In the records below, give the lines from the line containing "Produce ground-truth annotations for the wooden door" to the line containing "[0,296,300,400]", both included, as a numbered list with blank lines left out.
── Dataset records
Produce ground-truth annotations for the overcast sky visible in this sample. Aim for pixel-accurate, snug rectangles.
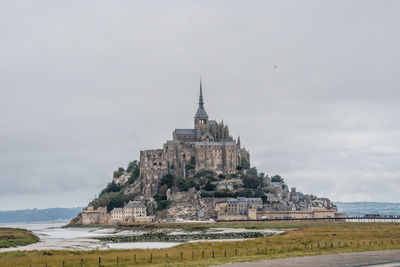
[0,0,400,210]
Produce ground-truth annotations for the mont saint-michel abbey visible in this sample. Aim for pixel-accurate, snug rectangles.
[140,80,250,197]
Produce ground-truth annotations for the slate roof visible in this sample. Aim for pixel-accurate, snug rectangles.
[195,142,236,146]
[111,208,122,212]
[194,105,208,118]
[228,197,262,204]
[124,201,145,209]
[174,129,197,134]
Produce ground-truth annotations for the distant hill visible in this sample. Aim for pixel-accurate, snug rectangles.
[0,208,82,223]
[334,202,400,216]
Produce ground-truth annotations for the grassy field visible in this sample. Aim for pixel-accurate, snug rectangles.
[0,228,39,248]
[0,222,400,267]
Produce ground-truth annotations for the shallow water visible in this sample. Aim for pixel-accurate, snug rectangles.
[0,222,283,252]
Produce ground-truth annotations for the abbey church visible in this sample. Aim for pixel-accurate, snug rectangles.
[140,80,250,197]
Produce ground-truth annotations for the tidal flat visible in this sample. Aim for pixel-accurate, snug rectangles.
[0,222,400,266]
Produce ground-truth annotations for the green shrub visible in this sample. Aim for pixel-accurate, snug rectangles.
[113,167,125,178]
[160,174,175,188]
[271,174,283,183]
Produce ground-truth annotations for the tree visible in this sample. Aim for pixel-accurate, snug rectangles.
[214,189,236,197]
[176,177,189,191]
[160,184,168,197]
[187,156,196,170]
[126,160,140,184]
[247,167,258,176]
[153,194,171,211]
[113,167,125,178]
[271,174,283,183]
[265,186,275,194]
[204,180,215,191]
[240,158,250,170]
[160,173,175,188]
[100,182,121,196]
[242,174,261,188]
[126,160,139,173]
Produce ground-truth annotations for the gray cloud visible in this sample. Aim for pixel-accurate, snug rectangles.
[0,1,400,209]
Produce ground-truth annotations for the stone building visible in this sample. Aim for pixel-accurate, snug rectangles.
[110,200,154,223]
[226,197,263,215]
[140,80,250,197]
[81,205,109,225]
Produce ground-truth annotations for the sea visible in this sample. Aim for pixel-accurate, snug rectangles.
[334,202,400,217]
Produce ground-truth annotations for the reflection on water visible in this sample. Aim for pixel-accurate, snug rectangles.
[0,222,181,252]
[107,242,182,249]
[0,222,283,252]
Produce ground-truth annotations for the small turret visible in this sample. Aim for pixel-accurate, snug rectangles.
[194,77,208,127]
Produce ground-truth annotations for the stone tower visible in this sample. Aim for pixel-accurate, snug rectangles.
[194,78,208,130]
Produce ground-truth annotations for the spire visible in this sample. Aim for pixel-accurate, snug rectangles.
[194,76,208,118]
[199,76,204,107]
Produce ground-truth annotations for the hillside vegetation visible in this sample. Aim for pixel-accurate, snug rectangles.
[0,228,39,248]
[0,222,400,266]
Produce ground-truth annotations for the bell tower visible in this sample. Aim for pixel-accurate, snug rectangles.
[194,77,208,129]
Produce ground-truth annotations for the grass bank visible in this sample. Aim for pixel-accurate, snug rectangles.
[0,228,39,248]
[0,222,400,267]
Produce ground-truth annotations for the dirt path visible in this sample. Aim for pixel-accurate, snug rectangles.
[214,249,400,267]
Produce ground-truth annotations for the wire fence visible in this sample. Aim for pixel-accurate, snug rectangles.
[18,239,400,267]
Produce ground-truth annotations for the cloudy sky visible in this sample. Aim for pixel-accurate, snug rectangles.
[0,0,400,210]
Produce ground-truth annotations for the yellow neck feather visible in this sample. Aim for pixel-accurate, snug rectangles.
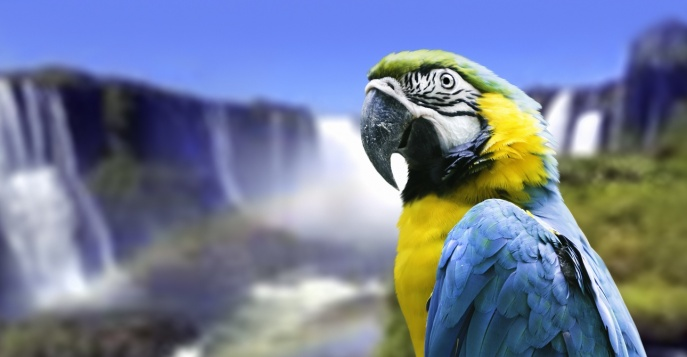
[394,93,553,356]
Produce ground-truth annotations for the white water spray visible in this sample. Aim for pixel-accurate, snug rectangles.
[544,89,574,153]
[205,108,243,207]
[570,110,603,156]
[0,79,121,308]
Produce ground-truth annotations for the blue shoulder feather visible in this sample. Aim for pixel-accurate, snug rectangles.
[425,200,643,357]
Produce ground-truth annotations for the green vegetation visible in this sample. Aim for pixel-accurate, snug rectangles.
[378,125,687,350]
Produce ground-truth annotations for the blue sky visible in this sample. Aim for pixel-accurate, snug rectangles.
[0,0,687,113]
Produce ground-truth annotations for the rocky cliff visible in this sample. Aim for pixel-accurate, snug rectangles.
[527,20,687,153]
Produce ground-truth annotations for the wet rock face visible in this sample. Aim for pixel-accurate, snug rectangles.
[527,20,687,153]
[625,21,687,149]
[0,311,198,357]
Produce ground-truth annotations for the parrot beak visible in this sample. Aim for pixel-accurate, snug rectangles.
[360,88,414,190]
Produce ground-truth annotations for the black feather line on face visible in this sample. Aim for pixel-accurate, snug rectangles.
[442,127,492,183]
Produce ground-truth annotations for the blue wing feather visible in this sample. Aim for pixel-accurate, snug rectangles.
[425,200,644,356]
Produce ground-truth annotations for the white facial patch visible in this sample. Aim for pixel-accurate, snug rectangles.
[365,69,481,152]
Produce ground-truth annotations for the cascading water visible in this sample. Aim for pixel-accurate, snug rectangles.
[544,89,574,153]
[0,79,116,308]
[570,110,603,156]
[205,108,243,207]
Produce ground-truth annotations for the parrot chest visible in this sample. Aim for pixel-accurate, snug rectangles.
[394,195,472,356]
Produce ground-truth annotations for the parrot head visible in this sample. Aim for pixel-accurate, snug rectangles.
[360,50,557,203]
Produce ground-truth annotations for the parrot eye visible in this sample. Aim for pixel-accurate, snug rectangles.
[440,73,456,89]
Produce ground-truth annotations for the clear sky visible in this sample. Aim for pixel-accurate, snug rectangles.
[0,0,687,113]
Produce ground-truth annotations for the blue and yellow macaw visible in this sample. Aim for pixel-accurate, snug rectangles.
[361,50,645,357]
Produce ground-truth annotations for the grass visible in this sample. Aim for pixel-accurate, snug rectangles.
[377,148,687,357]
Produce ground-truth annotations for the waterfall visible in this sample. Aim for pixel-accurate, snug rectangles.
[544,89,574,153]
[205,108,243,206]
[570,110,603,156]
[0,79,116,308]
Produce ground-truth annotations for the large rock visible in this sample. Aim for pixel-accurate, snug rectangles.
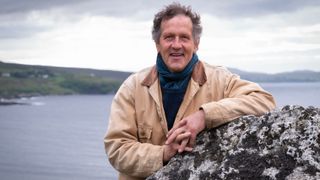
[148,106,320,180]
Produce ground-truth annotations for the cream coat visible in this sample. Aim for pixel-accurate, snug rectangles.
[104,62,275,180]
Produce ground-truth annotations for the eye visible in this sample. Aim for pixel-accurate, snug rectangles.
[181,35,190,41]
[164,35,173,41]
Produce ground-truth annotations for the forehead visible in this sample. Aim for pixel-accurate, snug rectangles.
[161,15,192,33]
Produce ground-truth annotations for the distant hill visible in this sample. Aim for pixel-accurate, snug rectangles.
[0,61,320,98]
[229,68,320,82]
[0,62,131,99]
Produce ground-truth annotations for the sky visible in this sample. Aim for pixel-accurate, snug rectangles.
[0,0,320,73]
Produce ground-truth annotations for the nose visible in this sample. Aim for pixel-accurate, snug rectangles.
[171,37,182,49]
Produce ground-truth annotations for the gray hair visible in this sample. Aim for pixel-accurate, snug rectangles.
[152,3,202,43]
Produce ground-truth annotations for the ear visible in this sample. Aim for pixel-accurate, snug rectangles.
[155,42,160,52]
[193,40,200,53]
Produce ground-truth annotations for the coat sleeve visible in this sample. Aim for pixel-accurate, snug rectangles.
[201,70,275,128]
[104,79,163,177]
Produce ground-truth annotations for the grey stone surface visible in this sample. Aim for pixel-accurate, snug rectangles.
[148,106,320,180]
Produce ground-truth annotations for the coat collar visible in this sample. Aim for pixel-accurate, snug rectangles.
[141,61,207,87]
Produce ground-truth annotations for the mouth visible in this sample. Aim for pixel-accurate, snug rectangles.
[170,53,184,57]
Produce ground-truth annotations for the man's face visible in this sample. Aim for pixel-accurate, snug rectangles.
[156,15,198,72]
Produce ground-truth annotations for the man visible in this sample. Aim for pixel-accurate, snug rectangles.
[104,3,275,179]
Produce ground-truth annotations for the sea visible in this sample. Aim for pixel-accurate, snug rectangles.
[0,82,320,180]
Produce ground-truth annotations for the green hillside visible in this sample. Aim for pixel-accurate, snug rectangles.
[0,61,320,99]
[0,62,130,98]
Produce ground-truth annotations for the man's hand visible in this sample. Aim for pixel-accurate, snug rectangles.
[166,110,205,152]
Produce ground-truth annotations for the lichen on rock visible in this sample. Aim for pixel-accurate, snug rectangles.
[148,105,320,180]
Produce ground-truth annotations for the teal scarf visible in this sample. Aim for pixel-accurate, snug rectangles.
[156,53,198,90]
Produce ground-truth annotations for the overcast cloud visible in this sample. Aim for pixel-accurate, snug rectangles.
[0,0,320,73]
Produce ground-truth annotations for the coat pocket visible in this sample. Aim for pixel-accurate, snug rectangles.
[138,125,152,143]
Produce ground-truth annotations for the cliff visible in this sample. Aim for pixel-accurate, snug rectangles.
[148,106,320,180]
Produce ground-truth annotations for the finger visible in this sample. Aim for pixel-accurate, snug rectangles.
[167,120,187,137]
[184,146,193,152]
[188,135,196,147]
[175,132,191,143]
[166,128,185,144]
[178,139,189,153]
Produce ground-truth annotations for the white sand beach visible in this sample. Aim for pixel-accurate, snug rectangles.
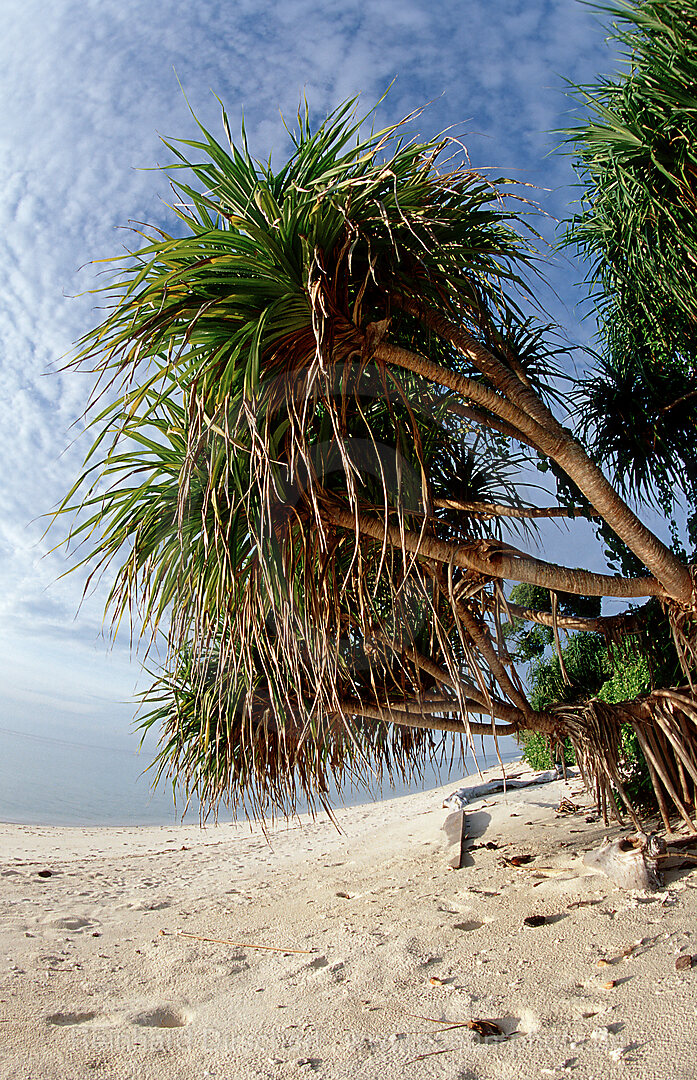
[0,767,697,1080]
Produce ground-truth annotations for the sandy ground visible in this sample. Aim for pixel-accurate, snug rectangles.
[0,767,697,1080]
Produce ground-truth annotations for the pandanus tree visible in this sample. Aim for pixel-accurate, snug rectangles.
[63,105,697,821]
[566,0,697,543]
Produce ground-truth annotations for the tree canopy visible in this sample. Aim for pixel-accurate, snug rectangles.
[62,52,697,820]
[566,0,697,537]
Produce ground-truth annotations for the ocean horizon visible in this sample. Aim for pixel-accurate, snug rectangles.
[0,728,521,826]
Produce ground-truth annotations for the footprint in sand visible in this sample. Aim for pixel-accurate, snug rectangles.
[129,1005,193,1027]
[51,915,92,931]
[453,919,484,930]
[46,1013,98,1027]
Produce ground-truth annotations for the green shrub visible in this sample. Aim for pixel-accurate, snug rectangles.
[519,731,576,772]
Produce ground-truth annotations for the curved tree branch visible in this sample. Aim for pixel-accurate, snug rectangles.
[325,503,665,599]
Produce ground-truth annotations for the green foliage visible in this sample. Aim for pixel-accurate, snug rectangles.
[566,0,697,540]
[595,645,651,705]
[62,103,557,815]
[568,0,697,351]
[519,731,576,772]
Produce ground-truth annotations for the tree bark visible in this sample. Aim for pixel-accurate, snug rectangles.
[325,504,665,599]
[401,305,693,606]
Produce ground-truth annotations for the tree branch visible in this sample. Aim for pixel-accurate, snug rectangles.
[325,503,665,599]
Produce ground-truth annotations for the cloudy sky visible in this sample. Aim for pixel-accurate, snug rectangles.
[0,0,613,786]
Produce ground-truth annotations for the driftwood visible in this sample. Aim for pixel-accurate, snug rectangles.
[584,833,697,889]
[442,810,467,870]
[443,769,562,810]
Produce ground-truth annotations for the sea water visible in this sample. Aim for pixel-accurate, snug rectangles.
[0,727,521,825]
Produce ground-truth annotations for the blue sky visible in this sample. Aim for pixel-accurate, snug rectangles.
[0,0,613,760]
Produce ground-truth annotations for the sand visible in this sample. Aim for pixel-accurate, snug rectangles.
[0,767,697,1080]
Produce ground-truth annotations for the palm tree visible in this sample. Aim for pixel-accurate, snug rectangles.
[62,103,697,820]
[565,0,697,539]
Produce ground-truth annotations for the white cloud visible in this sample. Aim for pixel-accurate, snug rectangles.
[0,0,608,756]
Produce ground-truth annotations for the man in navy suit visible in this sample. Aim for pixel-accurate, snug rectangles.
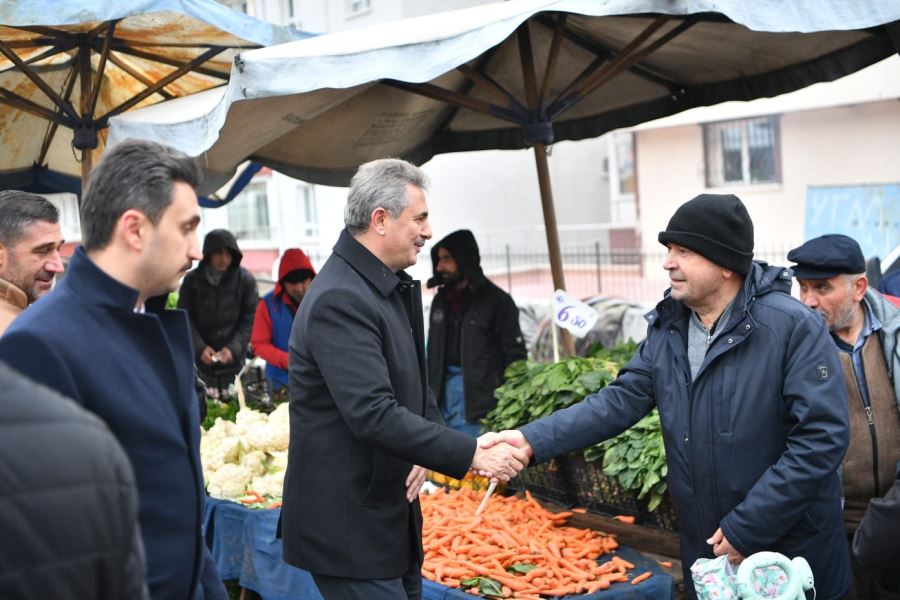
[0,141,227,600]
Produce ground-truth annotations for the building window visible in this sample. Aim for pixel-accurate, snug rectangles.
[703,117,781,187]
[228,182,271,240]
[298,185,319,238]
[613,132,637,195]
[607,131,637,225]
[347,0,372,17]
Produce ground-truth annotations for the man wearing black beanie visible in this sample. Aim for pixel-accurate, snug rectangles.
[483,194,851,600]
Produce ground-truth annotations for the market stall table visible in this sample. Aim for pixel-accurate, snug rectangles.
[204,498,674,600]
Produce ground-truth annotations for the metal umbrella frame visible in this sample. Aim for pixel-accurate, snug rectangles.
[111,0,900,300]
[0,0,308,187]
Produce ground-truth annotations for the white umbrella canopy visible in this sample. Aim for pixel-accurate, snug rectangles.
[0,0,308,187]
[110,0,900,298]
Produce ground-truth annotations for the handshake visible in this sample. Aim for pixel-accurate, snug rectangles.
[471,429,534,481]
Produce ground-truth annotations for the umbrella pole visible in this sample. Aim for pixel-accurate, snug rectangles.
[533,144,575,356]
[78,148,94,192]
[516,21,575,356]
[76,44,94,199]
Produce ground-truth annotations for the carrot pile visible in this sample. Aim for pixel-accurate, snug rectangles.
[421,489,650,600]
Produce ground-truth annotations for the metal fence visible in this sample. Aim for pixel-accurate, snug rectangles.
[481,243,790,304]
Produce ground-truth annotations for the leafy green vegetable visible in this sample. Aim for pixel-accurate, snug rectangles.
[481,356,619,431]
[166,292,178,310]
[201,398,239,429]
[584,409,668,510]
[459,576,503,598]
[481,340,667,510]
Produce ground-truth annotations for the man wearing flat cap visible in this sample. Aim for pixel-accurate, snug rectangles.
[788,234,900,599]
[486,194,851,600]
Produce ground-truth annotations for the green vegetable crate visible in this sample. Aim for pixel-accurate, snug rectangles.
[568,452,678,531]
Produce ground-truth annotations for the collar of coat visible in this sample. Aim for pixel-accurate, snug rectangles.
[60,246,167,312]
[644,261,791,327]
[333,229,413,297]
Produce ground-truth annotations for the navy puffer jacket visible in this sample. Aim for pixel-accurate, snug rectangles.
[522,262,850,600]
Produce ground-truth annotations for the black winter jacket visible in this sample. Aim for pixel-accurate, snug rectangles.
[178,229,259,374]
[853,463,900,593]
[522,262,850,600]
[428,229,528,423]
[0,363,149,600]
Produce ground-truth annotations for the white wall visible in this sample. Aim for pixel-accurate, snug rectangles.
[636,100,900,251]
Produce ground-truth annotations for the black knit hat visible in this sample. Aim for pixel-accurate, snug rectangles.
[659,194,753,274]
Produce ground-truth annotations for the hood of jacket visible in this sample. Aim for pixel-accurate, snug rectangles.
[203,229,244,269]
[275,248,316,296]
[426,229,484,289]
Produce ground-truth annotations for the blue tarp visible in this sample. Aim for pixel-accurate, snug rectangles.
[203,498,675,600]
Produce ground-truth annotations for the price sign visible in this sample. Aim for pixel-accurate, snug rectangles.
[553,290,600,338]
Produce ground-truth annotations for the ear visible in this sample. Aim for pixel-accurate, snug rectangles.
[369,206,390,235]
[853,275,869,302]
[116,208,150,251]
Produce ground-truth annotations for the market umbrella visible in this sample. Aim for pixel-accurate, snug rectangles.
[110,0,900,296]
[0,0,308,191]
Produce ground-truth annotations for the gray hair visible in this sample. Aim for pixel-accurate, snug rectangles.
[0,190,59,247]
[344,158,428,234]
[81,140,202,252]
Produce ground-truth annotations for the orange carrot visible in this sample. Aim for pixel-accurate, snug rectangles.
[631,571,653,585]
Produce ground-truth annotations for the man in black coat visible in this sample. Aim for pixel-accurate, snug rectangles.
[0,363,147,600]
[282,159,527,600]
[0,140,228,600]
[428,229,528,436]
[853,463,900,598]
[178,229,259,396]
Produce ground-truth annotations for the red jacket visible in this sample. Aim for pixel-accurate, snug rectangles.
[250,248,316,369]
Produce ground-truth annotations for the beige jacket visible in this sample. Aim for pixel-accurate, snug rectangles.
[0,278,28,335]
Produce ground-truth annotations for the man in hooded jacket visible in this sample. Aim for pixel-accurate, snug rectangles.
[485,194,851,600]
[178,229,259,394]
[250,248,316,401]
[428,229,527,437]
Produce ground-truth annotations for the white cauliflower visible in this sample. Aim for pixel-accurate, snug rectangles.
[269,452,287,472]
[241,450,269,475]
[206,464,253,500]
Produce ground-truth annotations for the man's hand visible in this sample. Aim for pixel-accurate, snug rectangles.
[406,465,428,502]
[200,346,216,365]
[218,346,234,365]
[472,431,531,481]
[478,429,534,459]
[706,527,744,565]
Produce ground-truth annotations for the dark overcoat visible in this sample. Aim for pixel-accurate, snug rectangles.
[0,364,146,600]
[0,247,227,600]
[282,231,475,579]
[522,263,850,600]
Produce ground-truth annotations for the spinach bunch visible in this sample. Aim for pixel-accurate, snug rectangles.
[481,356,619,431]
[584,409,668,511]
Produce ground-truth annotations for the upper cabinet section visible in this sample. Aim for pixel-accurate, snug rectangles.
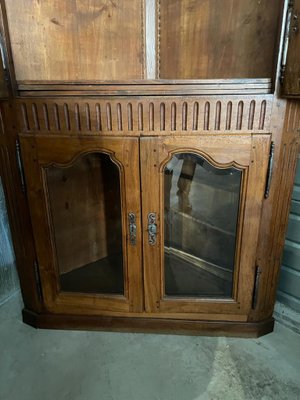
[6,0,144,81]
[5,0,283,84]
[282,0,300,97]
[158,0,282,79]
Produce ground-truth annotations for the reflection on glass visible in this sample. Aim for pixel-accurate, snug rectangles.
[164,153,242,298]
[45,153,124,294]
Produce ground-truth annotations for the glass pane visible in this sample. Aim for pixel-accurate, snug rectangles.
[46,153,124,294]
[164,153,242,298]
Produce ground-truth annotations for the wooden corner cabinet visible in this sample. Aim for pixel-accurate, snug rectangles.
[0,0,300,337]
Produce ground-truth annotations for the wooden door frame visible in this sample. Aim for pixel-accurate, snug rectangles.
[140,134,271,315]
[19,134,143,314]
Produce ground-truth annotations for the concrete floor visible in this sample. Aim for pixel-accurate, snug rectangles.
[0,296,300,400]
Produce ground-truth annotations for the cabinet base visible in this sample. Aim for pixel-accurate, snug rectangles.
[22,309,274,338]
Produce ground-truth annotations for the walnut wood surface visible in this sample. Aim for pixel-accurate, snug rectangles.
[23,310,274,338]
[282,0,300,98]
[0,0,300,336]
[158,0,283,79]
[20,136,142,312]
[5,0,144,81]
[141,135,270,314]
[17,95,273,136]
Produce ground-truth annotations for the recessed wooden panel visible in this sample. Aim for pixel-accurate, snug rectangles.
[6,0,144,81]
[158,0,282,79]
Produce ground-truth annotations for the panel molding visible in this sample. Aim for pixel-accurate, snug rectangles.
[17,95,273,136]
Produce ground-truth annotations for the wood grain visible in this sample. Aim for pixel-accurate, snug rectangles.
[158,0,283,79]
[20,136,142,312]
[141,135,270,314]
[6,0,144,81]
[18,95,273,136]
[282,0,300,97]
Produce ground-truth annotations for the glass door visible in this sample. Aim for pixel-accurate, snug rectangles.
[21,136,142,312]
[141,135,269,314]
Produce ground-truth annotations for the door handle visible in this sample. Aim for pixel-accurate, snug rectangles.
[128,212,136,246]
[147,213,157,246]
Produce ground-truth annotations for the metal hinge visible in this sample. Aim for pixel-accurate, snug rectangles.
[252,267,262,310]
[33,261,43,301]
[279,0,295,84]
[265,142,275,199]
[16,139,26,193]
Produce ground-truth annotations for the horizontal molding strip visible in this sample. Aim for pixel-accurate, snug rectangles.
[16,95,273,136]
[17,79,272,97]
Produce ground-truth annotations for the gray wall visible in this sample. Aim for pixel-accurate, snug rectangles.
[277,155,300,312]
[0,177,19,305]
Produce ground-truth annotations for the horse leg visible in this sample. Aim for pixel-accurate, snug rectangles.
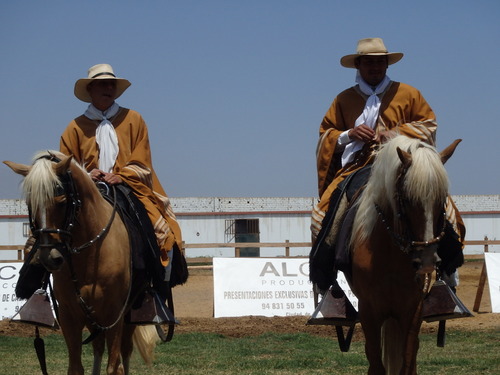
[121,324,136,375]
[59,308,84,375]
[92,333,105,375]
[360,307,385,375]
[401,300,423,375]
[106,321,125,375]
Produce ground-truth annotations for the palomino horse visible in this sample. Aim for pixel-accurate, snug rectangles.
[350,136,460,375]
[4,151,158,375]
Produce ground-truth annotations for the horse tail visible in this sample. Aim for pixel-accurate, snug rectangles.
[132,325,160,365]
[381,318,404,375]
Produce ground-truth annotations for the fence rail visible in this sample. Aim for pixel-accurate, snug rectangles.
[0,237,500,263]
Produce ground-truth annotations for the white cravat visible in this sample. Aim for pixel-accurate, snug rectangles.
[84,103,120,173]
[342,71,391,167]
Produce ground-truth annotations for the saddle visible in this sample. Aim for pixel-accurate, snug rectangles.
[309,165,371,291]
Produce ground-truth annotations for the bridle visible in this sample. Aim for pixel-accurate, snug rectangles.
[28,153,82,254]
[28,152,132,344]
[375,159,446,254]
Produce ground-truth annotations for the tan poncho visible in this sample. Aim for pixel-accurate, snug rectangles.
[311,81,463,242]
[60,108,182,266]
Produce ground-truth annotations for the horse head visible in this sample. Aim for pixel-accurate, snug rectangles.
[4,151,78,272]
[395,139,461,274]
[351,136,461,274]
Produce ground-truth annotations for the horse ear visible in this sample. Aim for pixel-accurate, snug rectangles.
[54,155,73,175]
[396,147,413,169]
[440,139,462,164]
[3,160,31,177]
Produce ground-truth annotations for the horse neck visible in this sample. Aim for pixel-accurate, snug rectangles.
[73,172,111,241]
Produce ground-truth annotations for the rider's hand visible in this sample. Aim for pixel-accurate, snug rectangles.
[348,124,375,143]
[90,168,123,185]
────
▶ Correct answer
1. Produce ground-truth annotations for the wooden door frame visible in this sample. Aim for pixel-accurate, snug rectangles.
2. [140,134,271,315]
3. [19,134,143,314]
4. Produce ground-truth annotations for the concrete floor visible in this sample. Aim for pixel-accurate, snug rectangles.
5. [0,296,300,400]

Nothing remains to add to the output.